WHAT YOU NEED TO DO: Word for word, reproduce every line of the data below.

EXCERPTED DATA:
____________

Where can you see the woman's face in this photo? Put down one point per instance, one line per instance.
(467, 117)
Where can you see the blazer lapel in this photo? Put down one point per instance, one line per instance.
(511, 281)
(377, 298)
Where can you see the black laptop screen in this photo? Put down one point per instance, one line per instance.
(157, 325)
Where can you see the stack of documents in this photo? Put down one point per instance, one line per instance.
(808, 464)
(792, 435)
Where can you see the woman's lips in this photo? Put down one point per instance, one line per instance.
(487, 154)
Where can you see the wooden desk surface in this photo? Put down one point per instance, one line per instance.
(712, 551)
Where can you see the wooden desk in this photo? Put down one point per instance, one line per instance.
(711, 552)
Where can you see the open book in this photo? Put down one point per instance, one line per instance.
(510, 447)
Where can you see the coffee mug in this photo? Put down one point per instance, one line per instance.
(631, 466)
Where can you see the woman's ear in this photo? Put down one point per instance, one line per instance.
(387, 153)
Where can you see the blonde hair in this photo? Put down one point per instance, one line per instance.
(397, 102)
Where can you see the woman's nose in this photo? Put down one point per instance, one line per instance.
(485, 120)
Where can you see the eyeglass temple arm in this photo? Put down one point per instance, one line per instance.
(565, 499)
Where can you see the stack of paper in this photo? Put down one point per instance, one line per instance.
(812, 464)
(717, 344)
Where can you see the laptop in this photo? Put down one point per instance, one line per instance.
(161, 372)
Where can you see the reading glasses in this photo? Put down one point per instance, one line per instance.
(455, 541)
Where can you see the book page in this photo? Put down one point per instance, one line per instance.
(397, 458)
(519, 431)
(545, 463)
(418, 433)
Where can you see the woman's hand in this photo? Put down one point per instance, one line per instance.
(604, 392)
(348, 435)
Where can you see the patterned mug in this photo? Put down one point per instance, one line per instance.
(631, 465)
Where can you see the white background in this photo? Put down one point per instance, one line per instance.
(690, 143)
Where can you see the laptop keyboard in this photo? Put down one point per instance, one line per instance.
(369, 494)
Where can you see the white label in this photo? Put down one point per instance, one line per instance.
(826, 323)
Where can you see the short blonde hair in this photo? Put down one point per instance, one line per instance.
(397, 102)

____________

SOLVED EXERCISE:
Where can you see the woman's face in this photo? Put down one point per instance, one line per instance.
(467, 117)
Where can you see the blazer lapel in this photo? Put down one point per instance, one line per instance.
(511, 281)
(377, 298)
Where can you see the black laptop screen in this photo? Put down one point per instance, one line per instance.
(157, 325)
Where can you see the stack of documents in this photo? Put down one point per instance, one line per instance.
(808, 464)
(792, 435)
Where can you see the woman's lips in this photo? Put down one point per instance, one line per instance.
(487, 154)
Where can you see the wooden desk surface in this photo? Put down one point per instance, one line per instance.
(712, 551)
Where can you see the wooden desk in this photo? Put down one point per instance, one line per instance.
(711, 552)
Where can you see the open book in this photo? Put down one point per instance, one line per instance.
(510, 447)
Where can you see the coffee mug in this photo? Put down one point per instance, one line per instance.
(631, 466)
Where can you see the woman's ear in this photo? Put down one point per instance, one line per instance.
(387, 153)
Where can you see the blonde hair in this photo? Put down one point per instance, one line per instance.
(397, 102)
Where can you see the woman's nose in this photo? Put down one point per instance, one line per instance.
(485, 120)
Where can you see the eyeglass temple arm in this photo? Put down one point per instance, one line per instance.
(565, 499)
Where can you see the stack of paper in this photo? Put down one point per instance, one line per instance.
(812, 464)
(717, 344)
Where can you see the laptop in this photo? Put down one point per instance, one line per instance.
(161, 372)
Where can you see the reading glasses in this photo? Put down one point per instance, one line per instance.
(455, 541)
Where can you see the book page in this photo? Put down one point per instance, one line per instance.
(397, 458)
(519, 431)
(545, 463)
(418, 433)
Where can you see the woman's hand in this photo? Put down one point per instance, one line per instance.
(604, 392)
(348, 435)
Where can you see the patterned mug in this photo? Put down one point per instance, one line per instance.
(631, 465)
Where can you see the white background in this photo? Put down one point per instance, one line per instance.
(690, 143)
Where can you see the laptop keyboard in this photo? Put down one point per instance, one line per instance.
(369, 494)
Where can you see the white label in this photo? Put down one point per instance, one line per instance.
(826, 323)
Where can you see the short blonde hair in this photo? Put down one point per instance, one line per instance.
(397, 102)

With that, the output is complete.